* Task instructions
Reproduce all the entries precisely.

━━━ Record extracts ━━━

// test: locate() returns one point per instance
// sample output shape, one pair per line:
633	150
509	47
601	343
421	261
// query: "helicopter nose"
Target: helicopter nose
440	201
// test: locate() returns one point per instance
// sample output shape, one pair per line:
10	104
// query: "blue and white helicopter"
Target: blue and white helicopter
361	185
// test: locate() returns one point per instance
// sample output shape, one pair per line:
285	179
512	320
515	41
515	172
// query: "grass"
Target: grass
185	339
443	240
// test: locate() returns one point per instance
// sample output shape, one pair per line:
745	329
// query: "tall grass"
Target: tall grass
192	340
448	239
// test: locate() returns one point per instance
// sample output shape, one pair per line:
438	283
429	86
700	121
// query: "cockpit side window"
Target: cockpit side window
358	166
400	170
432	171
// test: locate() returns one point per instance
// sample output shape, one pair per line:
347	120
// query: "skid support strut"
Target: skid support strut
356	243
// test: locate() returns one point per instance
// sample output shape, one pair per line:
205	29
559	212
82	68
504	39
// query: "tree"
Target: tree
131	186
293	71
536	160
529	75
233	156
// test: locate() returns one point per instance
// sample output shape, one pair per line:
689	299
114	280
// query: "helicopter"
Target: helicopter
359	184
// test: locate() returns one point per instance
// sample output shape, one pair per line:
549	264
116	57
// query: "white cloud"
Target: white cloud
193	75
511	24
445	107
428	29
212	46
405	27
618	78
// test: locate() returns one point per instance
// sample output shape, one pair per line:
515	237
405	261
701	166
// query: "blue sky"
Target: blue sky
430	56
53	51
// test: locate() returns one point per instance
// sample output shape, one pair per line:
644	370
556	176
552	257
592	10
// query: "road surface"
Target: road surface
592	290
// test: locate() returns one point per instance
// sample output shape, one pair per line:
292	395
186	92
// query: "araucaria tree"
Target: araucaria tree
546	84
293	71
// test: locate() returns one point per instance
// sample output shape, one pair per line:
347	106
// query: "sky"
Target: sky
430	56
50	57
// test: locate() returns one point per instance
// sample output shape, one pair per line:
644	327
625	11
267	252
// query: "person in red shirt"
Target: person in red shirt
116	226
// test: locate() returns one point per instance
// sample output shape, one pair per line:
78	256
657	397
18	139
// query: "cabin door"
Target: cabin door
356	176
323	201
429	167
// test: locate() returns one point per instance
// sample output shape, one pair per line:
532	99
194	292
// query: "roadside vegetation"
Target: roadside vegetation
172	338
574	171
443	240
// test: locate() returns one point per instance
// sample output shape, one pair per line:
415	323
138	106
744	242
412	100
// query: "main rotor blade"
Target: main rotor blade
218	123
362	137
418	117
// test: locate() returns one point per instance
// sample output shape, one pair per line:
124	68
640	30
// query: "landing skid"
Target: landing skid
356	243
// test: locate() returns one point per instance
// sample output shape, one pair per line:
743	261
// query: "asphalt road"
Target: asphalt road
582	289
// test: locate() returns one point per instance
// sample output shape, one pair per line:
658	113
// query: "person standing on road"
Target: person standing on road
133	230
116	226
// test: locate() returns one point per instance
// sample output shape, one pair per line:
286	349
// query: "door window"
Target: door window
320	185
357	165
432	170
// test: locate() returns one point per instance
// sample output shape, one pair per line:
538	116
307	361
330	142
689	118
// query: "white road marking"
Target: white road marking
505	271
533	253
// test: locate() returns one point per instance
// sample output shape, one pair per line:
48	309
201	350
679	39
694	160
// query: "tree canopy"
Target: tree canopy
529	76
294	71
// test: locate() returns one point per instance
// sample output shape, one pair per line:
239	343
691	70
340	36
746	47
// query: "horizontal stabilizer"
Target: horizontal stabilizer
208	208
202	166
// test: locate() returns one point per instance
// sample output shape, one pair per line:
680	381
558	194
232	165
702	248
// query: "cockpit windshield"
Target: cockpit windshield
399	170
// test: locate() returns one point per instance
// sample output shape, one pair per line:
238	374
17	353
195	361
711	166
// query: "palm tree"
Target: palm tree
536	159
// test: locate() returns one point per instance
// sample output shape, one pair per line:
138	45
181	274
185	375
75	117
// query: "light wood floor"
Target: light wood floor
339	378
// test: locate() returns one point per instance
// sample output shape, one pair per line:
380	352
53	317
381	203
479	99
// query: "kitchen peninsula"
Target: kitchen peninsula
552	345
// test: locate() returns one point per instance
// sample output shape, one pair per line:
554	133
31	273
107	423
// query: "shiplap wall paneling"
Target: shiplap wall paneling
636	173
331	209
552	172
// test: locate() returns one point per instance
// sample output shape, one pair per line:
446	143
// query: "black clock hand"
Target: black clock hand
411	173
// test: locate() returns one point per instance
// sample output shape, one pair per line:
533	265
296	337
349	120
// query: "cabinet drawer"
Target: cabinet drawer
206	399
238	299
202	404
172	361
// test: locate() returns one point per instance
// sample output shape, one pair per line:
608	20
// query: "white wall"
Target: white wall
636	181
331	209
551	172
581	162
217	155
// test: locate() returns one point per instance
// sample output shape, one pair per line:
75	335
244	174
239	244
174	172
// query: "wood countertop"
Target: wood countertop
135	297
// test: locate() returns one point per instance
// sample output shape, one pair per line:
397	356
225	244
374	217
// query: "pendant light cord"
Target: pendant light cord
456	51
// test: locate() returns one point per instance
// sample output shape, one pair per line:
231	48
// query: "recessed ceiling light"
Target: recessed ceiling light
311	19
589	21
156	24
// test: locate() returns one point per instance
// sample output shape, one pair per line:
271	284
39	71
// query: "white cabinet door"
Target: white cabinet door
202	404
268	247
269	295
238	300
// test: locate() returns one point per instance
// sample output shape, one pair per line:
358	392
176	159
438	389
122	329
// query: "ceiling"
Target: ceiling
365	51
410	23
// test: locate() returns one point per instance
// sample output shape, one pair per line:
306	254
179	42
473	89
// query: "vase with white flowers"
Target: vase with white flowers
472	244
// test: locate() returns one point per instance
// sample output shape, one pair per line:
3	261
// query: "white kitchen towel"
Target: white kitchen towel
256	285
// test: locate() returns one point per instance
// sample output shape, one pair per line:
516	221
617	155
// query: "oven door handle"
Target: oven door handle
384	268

━━━

* Expected answer
// test: locate() returns one point per instance
// sample output shape, one pair per line:
633	150
509	47
601	343
421	261
// query: "helicopter nose"
Target: helicopter nose
440	201
// test: locate() returns one point per instance
// sample output shape, one pair per line:
10	104
// query: "blue and white helicopter"
Target: blue and white helicopter
361	185
// test: locate() returns one point per instance
// sample output shape, one pair per line:
285	179
512	320
515	41
515	172
// query: "grass"
Target: grass
185	339
443	240
// test: locate() returns one point per instance
// sample output shape, one pair per line:
745	329
// query: "tall grass"
Target: tall grass
192	340
448	239
// test: locate() returns one point per instance
// sample output shape, one pair per line:
438	283
429	86
700	121
// query: "cockpit side window"
Target: cockpit side window
358	166
400	170
432	171
// test: locate() returns one point per instance
// sample output shape, one pair per line:
347	120
// query: "skid support strut"
Target: skid support strut
356	243
// test: locate() returns one point per instance
// sample output shape, one pair per line:
205	29
559	212
82	68
504	39
// query: "tree"
Target: tree
131	186
293	71
536	160
529	75
233	156
// test: locate() returns one point per instance
// sample output shape, one pair per line:
689	299
114	280
// query: "helicopter"
Target: helicopter
359	184
// test: locate() returns one point per instance
// sample output shape, one pair per line:
549	264
116	57
// query: "white cloud"
Target: white cloud
193	75
511	24
445	107
428	29
212	46
405	27
618	78
// test: locate() returns one point per instance
// sample output shape, one pair per line:
515	237
405	261
701	166
// query: "blue sky"
Target: blue sky
430	56
53	51
// test: locate() returns one point per instance
// sample output shape, one pair per line:
644	370
556	176
552	257
592	10
// query: "road surface"
Target: road surface
592	290
// test: locate() returns one point per instance
// sample output shape, one pair per line:
292	395
186	92
// query: "araucaria tree"
Target: araucaria tree
546	84
293	71
// test: locate() returns one point per instance
// sample output shape, one pair per line:
347	106
// query: "sky"
Target: sky
430	56
50	57
// test: locate() returns one point per instance
// sample output shape, one pair per line:
644	327
625	11
267	252
// query: "person in red shirt"
Target: person in red shirt
116	226
// test: locate() returns one point per instance
// sample output shape, one pair per line:
78	256
657	397
18	139
// query: "cabin door"
Target: cabin door
356	176
323	201
429	167
// test: locate() returns one point per instance
// sample output shape, one pair per line:
532	99
194	292
// query: "roadside vegetation"
Target: roadside vegetation
172	338
574	171
443	240
// test: locate() returns one point per instance
// sample output shape, one pair per line:
415	323
138	106
744	242
412	100
// query: "main rotor blade"
Target: main rotor blade
218	123
362	137
418	117
// test: locate() returns one point per instance
// sample output shape, one pair per line:
124	68
640	30
// query: "landing skid"
Target: landing skid
356	243
// test: locate() returns one point per instance
// sample output shape, one pair per line:
743	261
// query: "asphalt road"
Target: asphalt road
582	289
// test: locate() returns one point per instance
// sample output shape, one pair per line:
658	113
// query: "person standing on road"
Target: person standing on road
133	230
116	226
// test: locate() returns one point per instance
// sample output shape, one pair per line:
286	349
// query: "door window"
Target: door window
320	185
357	165
432	170
// test: locate() returns one point per instance
// sample output shape, one pair per line:
538	116
307	361
330	142
689	118
// query: "white road marking"
Target: white road marking
505	271
533	253
// test: locate() returns one point per instance
// sample output shape, one pair per line:
48	309
201	350
679	39
694	160
// query: "tree canopy"
Target: tree canopy
529	76
294	71
// test: locate() returns one point per instance
// sample output shape, one pair per line:
239	343
691	70
340	36
746	47
// query: "horizontal stabilizer"
Target: horizontal stabilizer
208	208
202	166
// test: locate() returns one point per instance
// sample output shape, one pair per line:
680	381
558	194
232	165
702	248
// query: "cockpit windshield"
Target: cockpit windshield
399	170
// test: locate() returns one point per instance
// sample output shape, one pair per line:
238	374
17	353
195	361
711	166
// query: "palm tree"
Target: palm tree
536	159
// test: locate() returns one point per instance
// sample output shape, one pair per line:
138	45
181	274
185	375
75	117
// query: "light wood floor"
Target: light wood floor
339	378
// test: locate() returns one point per instance
// sample output shape, one pair per line:
380	352
53	317
381	203
479	99
// query: "kitchen peninsula"
Target: kitchen peninsula
552	345
// test: locate() returns one point per instance
// sample output shape, one pair per line:
554	133
31	273
107	423
// query: "shiplap wall paneling"
Target: shiplap wall paneling
636	173
331	209
552	172
// test: locate() returns one point per instance
// sample output shape, one pair per line:
446	143
// query: "black clock hand"
Target: black clock hand
411	173
// test: locate() returns one point per instance
// sample output shape, one pair per line:
533	265
296	337
349	120
// query: "cabinet drawer"
Target: cabinet drawer
206	399
238	299
202	404
172	361
// test: locate() returns one point per instance
// sample output shape, one pair per line:
608	20
// query: "white wall"
Target: white wall
636	181
331	209
551	172
581	162
217	155
// test: locate() returns one point per instance
// sample output shape, one pair per line:
75	335
244	174
239	244
174	172
// query: "wood countertop"
Target: wood countertop
135	297
// test: locate() returns one point per instance
// sample output shape, one pair per line:
397	356
225	244
374	217
// query: "pendant light cord"
Target: pendant light cord
456	51
// test: locate() returns one point per instance
// sample output shape, one pair per line:
231	48
// query: "recessed ceiling light"
Target: recessed ceiling light
311	19
589	21
156	24
// test: locate() returns one point per instance
// sample output shape, one pair per line:
271	284
39	71
// query: "white cabinet door"
Target: white cabinet door
202	404
268	247
269	295
238	300
// test: locate() returns one point per instance
// sample output shape, one pair per line:
358	392
176	159
438	389
122	329
// query: "ceiling"
Target: ceiling
365	51
410	23
// test: locate() returns one point per instance
// sample output shape, one pair per line:
306	254
179	42
473	89
// query: "vase with white flowers"
Target: vase with white flowers
472	244
// test: locate() returns one point per instance
// sample output shape, one pair per line:
3	261
// query: "white kitchen towel"
Target: white kitchen towel
256	285
// test: locate() returns one point per instance
// sample output shape, one pair per line:
516	221
617	155
// query: "oven door handle"
Target: oven door handle
384	268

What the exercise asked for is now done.